- [Required action]: From the line containing "Locate the hazy" onward to the last line of the data below, copy each line exactly and add nothing.

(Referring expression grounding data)
------------------------------------

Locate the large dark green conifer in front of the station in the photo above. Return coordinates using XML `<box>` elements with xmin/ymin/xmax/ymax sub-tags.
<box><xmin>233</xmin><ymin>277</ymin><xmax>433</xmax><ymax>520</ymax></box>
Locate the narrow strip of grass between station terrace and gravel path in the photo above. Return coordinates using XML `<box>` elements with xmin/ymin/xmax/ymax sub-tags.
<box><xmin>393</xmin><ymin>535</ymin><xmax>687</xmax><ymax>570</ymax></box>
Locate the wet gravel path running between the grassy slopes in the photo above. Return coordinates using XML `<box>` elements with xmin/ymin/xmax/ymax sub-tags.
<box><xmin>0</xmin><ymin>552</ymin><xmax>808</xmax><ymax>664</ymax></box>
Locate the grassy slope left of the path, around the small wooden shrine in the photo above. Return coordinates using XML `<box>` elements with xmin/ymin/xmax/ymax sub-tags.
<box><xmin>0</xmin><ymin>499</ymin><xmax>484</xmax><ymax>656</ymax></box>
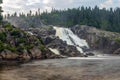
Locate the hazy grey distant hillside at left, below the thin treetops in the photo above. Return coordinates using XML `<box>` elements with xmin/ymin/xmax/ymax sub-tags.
<box><xmin>7</xmin><ymin>16</ymin><xmax>43</xmax><ymax>29</ymax></box>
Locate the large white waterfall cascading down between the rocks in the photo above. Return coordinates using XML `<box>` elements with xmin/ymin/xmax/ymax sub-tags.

------------------------------------

- [Task result]:
Locate the hazy grey distant hillside at left, below the thin treetops in the photo above. Return coordinates using XML `<box>` elements with xmin/ymin/xmax/ymax sub-tags.
<box><xmin>7</xmin><ymin>16</ymin><xmax>43</xmax><ymax>29</ymax></box>
Locate the large white waterfall cascading down between the rocks in the photo above. Return coordinates using XML `<box>` elements with xmin/ymin/xmax/ymax sub-tags.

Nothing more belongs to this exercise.